- WORK REQUIRED
Render everything from the line containing "request: segment every instance of the horse" down to the end of the material as a JSON list of strings, one string per line, with blank lines omitted.
── LISTING ──
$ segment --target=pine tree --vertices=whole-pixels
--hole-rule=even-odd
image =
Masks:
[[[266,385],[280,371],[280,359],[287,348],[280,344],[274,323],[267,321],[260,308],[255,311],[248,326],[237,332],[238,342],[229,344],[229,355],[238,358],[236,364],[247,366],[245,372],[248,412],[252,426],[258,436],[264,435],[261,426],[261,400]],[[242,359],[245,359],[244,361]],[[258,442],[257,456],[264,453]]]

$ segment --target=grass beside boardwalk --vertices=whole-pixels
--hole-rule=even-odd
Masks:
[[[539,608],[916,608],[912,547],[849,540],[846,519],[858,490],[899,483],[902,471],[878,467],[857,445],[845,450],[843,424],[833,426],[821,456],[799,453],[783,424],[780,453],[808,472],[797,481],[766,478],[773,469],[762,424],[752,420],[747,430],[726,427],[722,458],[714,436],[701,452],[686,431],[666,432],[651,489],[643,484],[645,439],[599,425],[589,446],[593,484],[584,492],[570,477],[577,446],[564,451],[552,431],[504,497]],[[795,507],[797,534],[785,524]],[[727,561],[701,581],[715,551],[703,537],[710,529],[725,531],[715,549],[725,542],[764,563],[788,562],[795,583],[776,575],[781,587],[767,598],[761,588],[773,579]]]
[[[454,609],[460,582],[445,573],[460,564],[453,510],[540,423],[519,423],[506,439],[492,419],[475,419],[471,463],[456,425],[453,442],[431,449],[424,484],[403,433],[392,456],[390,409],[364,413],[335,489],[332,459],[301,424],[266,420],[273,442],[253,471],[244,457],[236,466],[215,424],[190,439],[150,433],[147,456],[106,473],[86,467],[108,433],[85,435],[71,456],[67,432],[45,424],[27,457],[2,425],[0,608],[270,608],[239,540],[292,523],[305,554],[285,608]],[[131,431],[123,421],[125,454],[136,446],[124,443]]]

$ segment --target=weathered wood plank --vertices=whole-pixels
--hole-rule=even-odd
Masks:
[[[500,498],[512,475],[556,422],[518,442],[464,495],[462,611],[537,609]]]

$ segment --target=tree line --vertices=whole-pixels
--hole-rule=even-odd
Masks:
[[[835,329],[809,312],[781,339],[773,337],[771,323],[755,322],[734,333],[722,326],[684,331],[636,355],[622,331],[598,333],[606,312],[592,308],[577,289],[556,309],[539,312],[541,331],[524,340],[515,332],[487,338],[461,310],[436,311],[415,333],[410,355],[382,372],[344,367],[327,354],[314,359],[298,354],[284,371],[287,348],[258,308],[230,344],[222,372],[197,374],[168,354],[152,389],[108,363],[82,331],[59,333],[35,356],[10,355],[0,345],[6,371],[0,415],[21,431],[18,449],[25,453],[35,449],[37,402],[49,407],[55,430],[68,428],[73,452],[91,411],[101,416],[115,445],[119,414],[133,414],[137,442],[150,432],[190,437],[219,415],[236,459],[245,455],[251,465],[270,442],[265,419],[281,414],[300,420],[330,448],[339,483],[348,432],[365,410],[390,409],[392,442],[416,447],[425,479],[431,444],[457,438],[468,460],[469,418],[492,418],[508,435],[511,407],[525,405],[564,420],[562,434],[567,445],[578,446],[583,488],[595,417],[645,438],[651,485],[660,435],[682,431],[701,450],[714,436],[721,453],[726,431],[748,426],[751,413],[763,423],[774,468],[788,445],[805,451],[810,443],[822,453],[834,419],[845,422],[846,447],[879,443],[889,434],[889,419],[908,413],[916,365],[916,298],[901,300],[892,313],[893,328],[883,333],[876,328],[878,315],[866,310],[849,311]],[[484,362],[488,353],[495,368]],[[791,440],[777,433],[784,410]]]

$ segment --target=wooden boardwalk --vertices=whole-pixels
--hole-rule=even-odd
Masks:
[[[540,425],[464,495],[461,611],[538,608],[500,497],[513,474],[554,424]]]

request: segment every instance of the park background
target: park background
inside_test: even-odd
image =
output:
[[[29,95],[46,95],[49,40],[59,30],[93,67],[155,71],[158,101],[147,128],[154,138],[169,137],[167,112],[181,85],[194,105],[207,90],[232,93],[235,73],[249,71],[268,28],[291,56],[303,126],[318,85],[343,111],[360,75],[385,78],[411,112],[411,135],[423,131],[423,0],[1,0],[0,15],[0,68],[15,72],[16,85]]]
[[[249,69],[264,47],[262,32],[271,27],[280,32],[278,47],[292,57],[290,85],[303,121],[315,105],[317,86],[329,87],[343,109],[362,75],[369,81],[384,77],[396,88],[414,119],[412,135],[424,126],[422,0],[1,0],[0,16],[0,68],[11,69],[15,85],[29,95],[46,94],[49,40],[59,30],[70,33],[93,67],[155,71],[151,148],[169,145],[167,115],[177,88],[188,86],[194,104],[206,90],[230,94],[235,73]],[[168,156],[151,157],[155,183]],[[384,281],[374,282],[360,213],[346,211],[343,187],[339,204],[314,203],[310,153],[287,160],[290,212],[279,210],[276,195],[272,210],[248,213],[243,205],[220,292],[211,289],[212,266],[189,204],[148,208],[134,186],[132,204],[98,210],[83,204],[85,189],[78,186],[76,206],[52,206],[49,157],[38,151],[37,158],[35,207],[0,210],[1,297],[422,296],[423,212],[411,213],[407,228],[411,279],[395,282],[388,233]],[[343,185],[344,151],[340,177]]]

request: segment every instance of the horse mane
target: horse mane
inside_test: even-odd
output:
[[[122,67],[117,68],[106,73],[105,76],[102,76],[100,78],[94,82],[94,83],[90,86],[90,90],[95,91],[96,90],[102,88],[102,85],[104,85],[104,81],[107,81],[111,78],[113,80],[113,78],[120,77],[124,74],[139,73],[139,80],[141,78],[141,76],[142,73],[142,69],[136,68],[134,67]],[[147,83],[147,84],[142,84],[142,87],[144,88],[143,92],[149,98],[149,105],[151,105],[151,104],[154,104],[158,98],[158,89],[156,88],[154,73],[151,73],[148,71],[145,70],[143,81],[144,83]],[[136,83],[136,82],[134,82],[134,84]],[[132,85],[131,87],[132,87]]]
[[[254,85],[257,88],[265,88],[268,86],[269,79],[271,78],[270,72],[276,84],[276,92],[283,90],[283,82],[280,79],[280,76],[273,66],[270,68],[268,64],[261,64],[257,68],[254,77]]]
───
- WRITTEN RESPONSE
[
  "request: segment every instance of the horse mane",
  "target: horse mane",
  "inside_test: even-odd",
  "output:",
  "[[[122,67],[117,68],[106,73],[105,76],[102,76],[100,78],[94,82],[94,83],[90,86],[90,90],[95,91],[96,90],[102,88],[102,85],[104,85],[104,81],[107,81],[111,78],[113,80],[113,78],[120,77],[124,74],[139,73],[139,80],[141,78],[141,76],[142,73],[142,69],[136,68],[134,67]],[[147,83],[147,84],[142,84],[142,87],[144,88],[143,92],[149,98],[149,105],[151,105],[151,104],[154,104],[158,98],[158,89],[156,88],[154,73],[151,73],[148,71],[145,70],[143,81],[144,83]],[[136,83],[136,82],[134,82],[134,84]],[[132,85],[131,87],[132,87]]]",
  "[[[254,85],[257,88],[265,88],[268,86],[269,79],[271,78],[270,72],[276,84],[276,92],[283,90],[283,82],[280,79],[280,76],[273,66],[270,68],[268,64],[261,64],[257,68],[254,77]]]"
]